PROBLEM TO WORK ON — Pick out each line of the listing below that includes the word "noun", and copy those lines.

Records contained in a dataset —
%%
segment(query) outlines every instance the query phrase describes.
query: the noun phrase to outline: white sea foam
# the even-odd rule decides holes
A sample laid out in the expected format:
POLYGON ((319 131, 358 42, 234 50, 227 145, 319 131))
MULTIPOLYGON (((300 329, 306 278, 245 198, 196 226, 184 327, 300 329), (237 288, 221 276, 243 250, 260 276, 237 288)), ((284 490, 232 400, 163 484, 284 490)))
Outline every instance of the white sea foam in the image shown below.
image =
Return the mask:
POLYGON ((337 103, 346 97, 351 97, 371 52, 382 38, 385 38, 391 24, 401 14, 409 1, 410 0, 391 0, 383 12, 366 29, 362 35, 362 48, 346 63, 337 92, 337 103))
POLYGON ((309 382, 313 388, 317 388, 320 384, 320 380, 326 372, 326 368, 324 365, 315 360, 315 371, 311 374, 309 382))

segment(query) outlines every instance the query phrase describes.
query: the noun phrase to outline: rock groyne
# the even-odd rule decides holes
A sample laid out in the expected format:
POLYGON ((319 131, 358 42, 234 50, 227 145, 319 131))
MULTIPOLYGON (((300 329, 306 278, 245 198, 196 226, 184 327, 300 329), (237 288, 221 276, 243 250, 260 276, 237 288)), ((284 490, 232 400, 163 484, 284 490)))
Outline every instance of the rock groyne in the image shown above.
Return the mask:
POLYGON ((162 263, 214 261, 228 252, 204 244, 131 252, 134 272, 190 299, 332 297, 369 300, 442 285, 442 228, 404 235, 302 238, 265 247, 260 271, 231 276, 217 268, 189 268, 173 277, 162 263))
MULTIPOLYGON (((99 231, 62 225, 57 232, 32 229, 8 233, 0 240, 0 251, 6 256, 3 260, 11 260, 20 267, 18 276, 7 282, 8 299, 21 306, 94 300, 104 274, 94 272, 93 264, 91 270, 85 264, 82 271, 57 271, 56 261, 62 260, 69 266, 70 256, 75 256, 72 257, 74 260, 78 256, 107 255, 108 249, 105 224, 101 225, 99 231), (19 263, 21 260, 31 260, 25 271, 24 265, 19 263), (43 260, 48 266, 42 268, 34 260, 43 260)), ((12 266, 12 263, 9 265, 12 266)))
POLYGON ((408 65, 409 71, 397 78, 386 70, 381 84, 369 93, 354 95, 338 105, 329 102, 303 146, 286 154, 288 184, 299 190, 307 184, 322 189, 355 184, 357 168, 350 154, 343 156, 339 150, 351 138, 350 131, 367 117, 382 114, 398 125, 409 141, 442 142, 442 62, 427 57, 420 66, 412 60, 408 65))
%%
RESULT —
query: the noun phrase to outline: white sea foam
query: the noun phrase to outline: rock groyne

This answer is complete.